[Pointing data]
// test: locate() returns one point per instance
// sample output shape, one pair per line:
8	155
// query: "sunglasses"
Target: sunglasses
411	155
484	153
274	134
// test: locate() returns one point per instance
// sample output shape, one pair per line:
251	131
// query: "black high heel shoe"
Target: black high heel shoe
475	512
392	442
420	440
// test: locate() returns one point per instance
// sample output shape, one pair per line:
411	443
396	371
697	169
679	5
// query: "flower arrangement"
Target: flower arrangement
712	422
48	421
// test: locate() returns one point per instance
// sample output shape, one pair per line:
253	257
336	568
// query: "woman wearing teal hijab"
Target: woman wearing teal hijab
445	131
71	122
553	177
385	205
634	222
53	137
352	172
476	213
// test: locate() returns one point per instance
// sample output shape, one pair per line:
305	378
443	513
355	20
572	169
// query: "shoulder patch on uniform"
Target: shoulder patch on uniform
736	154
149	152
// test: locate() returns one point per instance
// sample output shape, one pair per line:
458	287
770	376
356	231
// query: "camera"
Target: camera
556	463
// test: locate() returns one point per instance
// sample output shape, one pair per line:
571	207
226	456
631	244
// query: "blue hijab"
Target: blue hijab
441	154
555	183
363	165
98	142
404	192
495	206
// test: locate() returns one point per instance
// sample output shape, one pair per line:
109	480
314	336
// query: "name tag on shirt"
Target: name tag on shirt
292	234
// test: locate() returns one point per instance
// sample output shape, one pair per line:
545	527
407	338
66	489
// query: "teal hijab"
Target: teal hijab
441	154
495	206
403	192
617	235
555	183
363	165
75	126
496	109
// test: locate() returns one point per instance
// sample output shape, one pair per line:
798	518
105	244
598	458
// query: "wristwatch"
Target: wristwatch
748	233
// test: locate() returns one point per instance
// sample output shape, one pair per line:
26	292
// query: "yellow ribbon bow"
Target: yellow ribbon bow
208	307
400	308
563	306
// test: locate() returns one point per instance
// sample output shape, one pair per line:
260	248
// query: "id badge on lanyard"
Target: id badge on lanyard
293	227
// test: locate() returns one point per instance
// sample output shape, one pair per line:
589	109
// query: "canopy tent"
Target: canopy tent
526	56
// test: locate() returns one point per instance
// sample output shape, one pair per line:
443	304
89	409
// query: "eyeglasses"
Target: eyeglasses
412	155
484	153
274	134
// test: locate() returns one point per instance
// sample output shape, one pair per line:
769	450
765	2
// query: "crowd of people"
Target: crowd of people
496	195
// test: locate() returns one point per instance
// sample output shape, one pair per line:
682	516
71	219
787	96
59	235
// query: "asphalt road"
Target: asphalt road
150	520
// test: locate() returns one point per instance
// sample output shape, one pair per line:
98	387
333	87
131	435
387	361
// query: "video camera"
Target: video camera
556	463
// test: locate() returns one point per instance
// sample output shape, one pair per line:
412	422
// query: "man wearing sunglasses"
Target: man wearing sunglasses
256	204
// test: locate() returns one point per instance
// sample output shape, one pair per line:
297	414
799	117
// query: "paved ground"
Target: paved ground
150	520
* * *
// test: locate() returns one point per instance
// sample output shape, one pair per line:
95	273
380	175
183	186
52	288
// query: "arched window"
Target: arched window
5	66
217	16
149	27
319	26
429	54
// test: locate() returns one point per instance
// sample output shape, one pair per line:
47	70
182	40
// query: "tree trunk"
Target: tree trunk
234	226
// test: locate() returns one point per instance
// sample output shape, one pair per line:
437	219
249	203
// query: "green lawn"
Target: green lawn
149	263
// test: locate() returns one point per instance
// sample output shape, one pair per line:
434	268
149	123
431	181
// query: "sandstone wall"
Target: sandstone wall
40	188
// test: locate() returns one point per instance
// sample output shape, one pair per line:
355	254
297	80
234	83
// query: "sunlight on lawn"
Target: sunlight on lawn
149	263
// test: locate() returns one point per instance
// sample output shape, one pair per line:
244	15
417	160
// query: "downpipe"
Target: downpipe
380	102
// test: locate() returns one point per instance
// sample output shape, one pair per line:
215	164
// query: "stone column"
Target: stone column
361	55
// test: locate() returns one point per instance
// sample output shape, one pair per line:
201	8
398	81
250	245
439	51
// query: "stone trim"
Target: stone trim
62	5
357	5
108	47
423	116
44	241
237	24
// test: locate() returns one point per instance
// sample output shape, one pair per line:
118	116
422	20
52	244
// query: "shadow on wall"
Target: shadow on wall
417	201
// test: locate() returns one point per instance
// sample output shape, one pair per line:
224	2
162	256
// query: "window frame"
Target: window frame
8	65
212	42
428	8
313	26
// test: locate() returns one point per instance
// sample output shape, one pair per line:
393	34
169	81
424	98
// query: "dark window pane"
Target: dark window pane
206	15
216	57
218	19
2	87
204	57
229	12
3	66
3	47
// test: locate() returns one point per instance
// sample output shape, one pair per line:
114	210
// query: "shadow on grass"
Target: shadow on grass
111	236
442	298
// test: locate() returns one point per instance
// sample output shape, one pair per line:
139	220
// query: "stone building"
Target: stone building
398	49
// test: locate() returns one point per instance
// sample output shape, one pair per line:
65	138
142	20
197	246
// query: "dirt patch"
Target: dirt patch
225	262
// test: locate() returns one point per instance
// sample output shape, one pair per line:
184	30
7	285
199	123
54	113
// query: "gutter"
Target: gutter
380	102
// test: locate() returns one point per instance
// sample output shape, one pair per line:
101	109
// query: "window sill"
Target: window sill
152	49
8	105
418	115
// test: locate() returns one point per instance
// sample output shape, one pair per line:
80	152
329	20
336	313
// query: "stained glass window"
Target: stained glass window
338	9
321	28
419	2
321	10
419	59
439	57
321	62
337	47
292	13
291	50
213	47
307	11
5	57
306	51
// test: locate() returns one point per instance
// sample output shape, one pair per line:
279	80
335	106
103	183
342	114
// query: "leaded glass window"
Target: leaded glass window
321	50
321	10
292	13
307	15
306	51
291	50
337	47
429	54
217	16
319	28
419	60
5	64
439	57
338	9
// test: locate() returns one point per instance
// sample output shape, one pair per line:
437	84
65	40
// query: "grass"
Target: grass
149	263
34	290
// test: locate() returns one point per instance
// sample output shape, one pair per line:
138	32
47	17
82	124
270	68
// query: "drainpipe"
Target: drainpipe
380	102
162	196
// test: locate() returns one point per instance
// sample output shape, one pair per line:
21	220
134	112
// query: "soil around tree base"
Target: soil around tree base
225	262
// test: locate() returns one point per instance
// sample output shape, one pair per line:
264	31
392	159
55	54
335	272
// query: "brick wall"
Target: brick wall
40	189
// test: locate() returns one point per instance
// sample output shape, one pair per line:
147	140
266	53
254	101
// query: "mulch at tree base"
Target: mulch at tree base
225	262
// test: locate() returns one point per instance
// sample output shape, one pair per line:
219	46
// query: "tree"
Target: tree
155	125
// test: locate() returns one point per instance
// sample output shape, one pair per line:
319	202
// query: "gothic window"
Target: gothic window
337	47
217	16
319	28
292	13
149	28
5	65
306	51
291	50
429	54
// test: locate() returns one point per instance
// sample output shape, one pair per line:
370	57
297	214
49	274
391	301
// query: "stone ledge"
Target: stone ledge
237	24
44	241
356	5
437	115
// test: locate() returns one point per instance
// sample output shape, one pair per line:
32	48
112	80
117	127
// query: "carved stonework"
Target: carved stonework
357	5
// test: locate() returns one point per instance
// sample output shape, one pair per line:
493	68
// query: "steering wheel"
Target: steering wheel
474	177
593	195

PROBLEM REQUIREMENTS: Which lines of the data contain the string "name"? Return each of them in full.

ANSWER IN FULL:
// query: "name tag on shirt"
Target: name tag on shirt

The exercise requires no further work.